### Document extract
- - - - -

He nodded, agreeably.

He really is a very polite fellow.

1 comment:

  1. somewhere i have this photo. if i find it i shall send it to you straightway. (that will require that i sort out why my scanner has recently refused to participate in scanning exercises.) said photo was taken by my daughter when she was 13 and traveling, by accident, in Greece with her uncle.

    it's a photo of a man looking at a statue; a photo of a man looking in a mirror.

    the statue itself is amazing: apparently in stainless steel, perhaps bronze, a man about 4 times life size, modernist, sitting, as it were, in a public square or pedestrian roundabout of some sort.

    ------------------------
    "It's Icarus" she said. his name wasn't on it but the wings, what was left of them, were there; his head and shoulders buried where he had hit the concrete sea, just beginning to drown. and the boots gave him away.

    "Icarus?" he asked, as if he had heard the name before. from her tone it was clear that it was someone he should know. he didn't.

    she sighed in that incredulous way that she often sighed when presented with, was it ignorance? even she can't sigh like that anymore. not since she turned 20 a couple years ago.

    from his tone, or mostly his body language, it was clear to her that he understood the internal turmoil of this dying Greek. even if his name didn't ring a bell. she wondered what he'd done in school. she wondered why they let you have a college diploma if you didn't know who Icarus was. she was 13.

    she told him the story. he listened. he absorbed it.

    he came home to a flat world. a few months later he walked up to edge of it, and dove off.
    ----------------

    can't i have it both ways? prettypleeez?

    paintings make me laugh, feel peaceful, and sometimes cry. even more-so because i see the big contextual picture. i like to understand the movement, circumstances, or the anguish, joy from which they were created. what little i know of technique enhances my enjoyment. i agree with you about Renoir, it find the work bordering trite, however, i love the out of focus quality. something about it rings true to my grasp of the universe. and even trite has it's place in the spectrum of human understanding from time to time.

    education - the great liberal hope held by elitists like myself who believe that we would be better served by funding art classes (yes, even for engineers and accountants) with as much gusto as we fund the D.A.R.E. program. in truth i believe that the D.A.R.E. program is useless. or worse, evil. i'm guessing Icarus, and poetry would go farther to that end.

    also - i don't believe for a second that you are ambivalent to the color of your household surroundings. the wall of your blog is taking my side and screaming a protest. i would dig for some underlying reason to this self professed environmental austerity if i was married to you. but then you would divorce me, or hate me, or both.

- - - - -

Stored items

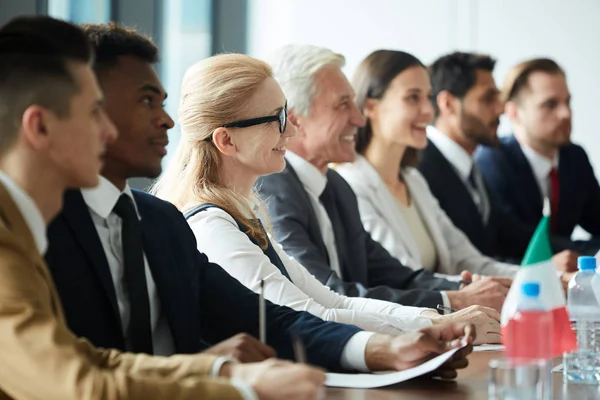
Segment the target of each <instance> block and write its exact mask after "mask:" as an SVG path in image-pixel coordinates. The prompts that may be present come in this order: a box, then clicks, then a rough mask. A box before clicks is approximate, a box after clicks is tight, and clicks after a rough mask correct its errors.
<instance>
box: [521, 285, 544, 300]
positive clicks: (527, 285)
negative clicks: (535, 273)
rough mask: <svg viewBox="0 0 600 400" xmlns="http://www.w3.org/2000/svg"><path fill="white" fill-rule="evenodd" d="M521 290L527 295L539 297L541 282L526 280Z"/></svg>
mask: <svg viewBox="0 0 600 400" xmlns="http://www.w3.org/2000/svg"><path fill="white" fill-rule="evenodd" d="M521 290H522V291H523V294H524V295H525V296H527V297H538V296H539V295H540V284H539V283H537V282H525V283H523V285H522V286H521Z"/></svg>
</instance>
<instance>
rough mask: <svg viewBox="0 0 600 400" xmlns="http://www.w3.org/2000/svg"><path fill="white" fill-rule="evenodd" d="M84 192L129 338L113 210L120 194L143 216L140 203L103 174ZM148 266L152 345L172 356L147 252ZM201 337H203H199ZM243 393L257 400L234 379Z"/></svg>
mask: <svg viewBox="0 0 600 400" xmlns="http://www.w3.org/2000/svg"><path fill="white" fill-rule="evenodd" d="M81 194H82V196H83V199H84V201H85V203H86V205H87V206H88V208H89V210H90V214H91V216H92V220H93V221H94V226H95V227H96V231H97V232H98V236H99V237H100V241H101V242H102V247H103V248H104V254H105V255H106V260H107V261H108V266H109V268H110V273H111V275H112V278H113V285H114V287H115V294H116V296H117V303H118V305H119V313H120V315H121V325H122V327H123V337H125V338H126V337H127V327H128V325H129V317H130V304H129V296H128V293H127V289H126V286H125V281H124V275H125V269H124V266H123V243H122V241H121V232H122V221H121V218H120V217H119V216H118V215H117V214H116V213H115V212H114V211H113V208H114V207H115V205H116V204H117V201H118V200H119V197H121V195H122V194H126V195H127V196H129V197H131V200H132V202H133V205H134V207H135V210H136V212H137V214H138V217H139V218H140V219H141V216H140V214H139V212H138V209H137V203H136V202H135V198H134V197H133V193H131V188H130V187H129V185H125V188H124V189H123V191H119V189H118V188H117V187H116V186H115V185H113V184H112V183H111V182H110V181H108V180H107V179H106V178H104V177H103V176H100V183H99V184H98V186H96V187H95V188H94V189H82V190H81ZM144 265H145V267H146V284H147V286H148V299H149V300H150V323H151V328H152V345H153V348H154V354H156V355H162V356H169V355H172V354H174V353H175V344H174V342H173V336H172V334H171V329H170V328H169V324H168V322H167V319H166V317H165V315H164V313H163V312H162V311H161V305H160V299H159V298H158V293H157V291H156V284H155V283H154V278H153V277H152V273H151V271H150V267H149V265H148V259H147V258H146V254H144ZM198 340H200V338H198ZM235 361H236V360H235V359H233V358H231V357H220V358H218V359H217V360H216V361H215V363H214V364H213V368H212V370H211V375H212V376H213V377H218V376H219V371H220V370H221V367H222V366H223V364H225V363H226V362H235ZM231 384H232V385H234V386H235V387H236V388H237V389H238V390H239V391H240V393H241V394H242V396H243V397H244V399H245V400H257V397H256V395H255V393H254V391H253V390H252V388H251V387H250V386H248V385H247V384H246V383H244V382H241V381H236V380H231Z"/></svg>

- - - - -

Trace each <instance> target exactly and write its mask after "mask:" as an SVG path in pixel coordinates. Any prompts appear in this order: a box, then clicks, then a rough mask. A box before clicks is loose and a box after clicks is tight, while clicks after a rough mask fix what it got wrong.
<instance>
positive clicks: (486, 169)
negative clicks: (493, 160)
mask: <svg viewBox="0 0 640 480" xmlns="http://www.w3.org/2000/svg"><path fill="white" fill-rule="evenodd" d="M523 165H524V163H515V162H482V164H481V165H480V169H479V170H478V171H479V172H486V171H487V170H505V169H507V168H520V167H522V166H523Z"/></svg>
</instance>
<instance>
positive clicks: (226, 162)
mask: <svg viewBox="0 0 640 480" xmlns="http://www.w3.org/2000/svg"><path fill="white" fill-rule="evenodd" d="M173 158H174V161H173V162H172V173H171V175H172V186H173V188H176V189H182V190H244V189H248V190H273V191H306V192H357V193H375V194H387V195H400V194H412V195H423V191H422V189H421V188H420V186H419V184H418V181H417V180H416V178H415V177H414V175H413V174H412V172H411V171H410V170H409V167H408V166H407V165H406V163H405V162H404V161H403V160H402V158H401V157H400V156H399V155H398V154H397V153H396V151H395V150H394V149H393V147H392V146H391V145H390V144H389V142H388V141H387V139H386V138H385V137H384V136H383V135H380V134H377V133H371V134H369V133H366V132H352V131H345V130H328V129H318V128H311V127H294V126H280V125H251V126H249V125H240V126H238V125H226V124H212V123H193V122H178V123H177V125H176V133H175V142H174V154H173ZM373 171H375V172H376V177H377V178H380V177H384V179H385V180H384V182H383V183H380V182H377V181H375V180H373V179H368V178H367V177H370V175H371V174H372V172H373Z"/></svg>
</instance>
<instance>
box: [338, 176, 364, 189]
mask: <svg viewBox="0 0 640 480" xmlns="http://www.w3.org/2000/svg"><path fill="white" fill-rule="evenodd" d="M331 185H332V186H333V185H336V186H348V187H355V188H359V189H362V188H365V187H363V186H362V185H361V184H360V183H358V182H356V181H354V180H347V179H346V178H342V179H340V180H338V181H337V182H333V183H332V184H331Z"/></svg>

- - - - -

### Problems and tasks
• A. In the blog comment, how old was the daughter when she took the photo of the man looking at the statue?
• B. According to the blog comment, how could the girl tell that the statue was Icarus even though his name wasn't on it?
• C. Switch "Renoir" to "Monet" as you reproduce the blog comment from "paintings make me" up to and including "time to time.".

### Answers per task
• A. She was 13.

• B. The statue still had the wings, or what was left of them, and its head and shoulders were buried where he had hit the concrete sea. The boots also gave him away.

• C.
paintings make me laugh, feel peaceful, and sometimes cry. even more-so because i see the big contextual picture. i like to understand the movement, circumstances, or the anguish, joy from which they were created. what little i know of technique enhances my enjoyment. i agree with you about Monet, it find the work bordering trite, however, i love the out of focus quality. something about it rings true to my grasp of the universe. and even trite has it's place in the spectrum of human understanding from time to time.